DOCUMENT PASSAGE.
"""
It's Chinese New Year today and I'm dressed in white, not red. I've not received any ang pows this year. I'm not with my family, and I've not had jellyfish or sea slug or chicken feet or black fungus or any of the (disgusting?) exotic things the Chinese eat on New Year's Day, and I've not heard any Chinese songs on the streets which are not decorated in red. I've not had any mandarin oranges nor offered anybody any, and there isn't an upside-down "fu" on my door.

I have spent this day with my dearest friends, though, and we had Charco's chicken (a real rip-off of Nandos!) Instead of Chinese music, we were subjected to Portuguese (possibly Indian?) music, and instead of jellyfish or sea slug or chicken feet or black fungus or any of the (disgusting?) exotic things the Chinese eat on New Year's day, we had chicken and after that chocolate cake and ice-cream. Instead of giving each other mandarin oranges and asking for ang pows we shared and joked and laughed and enjoyed each other's company. And even though I may not have had a very traditional Chinese New Year, I can't imagine a better one really - a quiet one spent with my Leeds family.

It's Chinese New Year today and after typing out this blog, I'm going to walk home jeans dragging in the streets shining with rain and hair damp in the drizzle. I'm going to tidy up my room to Chris' CD and watch Casablanca on my laptop while my dad and mum stir from their sleep and get ready for another new day. And as my dad puts the kettle on and makes the sandwiches, I'll brush my teeth and sit on my bed and think about my day.

And as I finally close my diary to Satie's Gymnopedies and open the curtains so that the sunlight will wake me up and snuggle down under the quilt, my dad sits down in the early morning light to write out his sermon for Sunday and my mum stands in front of the classroom "moulding the future of our nation" :oP

It's Chinese New Year - and on the other side of the world, it's already over; but I'm thinking of you and I hope you all had a meaningful one.

Fried Rice Escapades and other Stories

Was at Andrew's place making fried rice for the gathering yesterday, and because it was late at night and I was tired, was frying the rice in batches of three cups per batch and using all his condiments (fine word!) without really knowing what they were. So I was on the phone with Julee, having already seasoned two batches of eggs and rice with a fine white powder in a little blue container that looked for all the world like very innocent salt.
"""
DATASET ENTRIES.
"""
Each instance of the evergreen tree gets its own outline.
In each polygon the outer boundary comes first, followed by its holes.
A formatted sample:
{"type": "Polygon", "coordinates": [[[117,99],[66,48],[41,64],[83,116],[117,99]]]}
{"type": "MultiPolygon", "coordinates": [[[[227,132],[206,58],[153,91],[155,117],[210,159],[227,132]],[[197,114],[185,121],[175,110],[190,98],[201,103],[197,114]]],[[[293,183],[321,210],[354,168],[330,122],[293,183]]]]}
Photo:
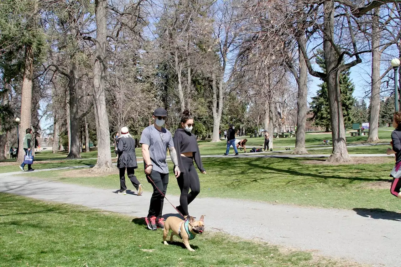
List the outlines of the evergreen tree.
{"type": "Polygon", "coordinates": [[[388,98],[385,100],[381,100],[379,115],[379,123],[380,125],[385,127],[391,126],[395,111],[394,95],[388,98]]]}
{"type": "Polygon", "coordinates": [[[366,102],[363,99],[360,101],[355,102],[353,109],[354,122],[361,123],[369,121],[369,112],[367,105],[366,102]]]}
{"type": "MultiPolygon", "coordinates": [[[[316,62],[323,72],[326,72],[322,52],[320,51],[320,54],[322,55],[316,57],[316,62]]],[[[353,122],[352,111],[356,101],[352,96],[355,86],[351,81],[350,73],[348,70],[346,70],[340,75],[340,90],[341,94],[344,124],[346,127],[351,127],[353,122]]],[[[312,98],[310,103],[310,107],[313,113],[313,117],[310,120],[314,121],[314,124],[316,126],[324,127],[326,131],[328,131],[330,125],[327,85],[326,82],[323,82],[319,85],[319,87],[320,89],[318,91],[316,96],[312,98]]]]}

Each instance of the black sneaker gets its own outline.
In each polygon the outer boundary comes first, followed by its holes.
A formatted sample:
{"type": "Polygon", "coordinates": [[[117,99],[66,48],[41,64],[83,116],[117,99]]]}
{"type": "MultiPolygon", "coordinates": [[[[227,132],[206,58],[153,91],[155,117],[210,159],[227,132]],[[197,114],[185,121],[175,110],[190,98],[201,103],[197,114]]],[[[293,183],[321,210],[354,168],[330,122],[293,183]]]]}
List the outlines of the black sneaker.
{"type": "Polygon", "coordinates": [[[146,217],[145,218],[145,221],[148,225],[148,229],[149,230],[157,230],[157,225],[156,225],[156,216],[151,216],[150,218],[146,217]]]}
{"type": "Polygon", "coordinates": [[[161,217],[156,219],[156,226],[158,228],[164,229],[164,219],[161,217]]]}

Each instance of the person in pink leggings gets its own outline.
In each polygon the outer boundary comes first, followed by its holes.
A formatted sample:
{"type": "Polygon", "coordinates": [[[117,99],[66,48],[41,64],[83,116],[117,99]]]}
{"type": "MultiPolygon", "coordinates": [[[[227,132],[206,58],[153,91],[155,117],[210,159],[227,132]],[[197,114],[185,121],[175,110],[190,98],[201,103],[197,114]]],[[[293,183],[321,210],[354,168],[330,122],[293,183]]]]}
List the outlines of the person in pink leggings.
{"type": "Polygon", "coordinates": [[[394,113],[393,119],[393,127],[395,130],[391,133],[391,148],[387,149],[387,154],[395,154],[395,166],[393,168],[390,177],[393,177],[393,182],[390,189],[391,194],[401,198],[400,190],[401,188],[401,112],[394,113]]]}

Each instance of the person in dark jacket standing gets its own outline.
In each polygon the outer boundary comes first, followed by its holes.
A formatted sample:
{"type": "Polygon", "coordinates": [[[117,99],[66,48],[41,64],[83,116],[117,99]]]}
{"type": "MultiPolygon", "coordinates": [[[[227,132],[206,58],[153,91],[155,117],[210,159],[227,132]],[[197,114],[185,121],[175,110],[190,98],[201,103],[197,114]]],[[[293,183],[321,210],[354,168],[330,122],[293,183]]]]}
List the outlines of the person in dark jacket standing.
{"type": "Polygon", "coordinates": [[[230,128],[227,132],[227,150],[224,155],[227,156],[230,153],[230,147],[231,146],[234,148],[234,151],[235,152],[234,156],[238,156],[238,150],[237,149],[237,146],[235,145],[235,131],[234,131],[234,125],[230,123],[229,124],[230,128]]]}
{"type": "Polygon", "coordinates": [[[390,144],[393,147],[387,149],[387,154],[395,154],[395,166],[390,173],[392,177],[393,182],[390,187],[391,194],[401,198],[400,189],[401,188],[401,112],[394,113],[393,119],[393,127],[395,129],[391,133],[391,142],[390,144]]]}
{"type": "MultiPolygon", "coordinates": [[[[30,152],[30,142],[32,140],[32,129],[28,128],[25,130],[26,133],[25,136],[24,136],[24,151],[25,152],[25,155],[28,155],[28,153],[30,152]]],[[[23,171],[25,171],[24,167],[25,167],[25,163],[22,163],[20,165],[20,168],[23,171]]],[[[30,164],[28,164],[28,171],[34,170],[33,169],[31,168],[30,164]]]]}
{"type": "Polygon", "coordinates": [[[269,142],[270,140],[269,140],[269,138],[270,137],[269,133],[266,131],[265,132],[265,148],[263,150],[264,151],[266,151],[266,149],[267,148],[267,151],[269,151],[269,142]]]}
{"type": "Polygon", "coordinates": [[[186,219],[189,218],[188,205],[200,191],[199,178],[194,166],[194,160],[201,172],[206,174],[206,172],[202,164],[196,137],[191,133],[194,126],[194,119],[188,110],[184,111],[181,115],[180,126],[176,131],[173,138],[181,171],[181,174],[177,178],[177,182],[181,190],[180,206],[176,208],[186,219]],[[188,193],[190,189],[191,192],[188,193]]]}
{"type": "Polygon", "coordinates": [[[127,175],[136,189],[137,195],[140,196],[143,190],[142,186],[134,175],[135,169],[138,168],[135,154],[135,140],[130,134],[127,127],[121,128],[121,136],[118,142],[116,152],[118,155],[117,168],[120,170],[120,191],[117,194],[127,194],[127,187],[125,184],[125,171],[126,169],[127,175]]]}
"""
EXERCISE TASK. From the Chinese New Year blog excerpt, quote the part that opens with the words containing "It's Chinese New Year today and I'm" and closes with "on my door.". The listing isn't needed here.

SOLUTION.
It's Chinese New Year today and I'm dressed in white, not red. I've not received any ang pows this year. I'm not with my family, and I've not had jellyfish or sea slug or chicken feet or black fungus or any of the (disgusting?) exotic things the Chinese eat on New Year's Day, and I've not heard any Chinese songs on the streets which are not decorated in red. I've not had any mandarin oranges nor offered anybody any, and there isn't an upside-down "fu" on my door.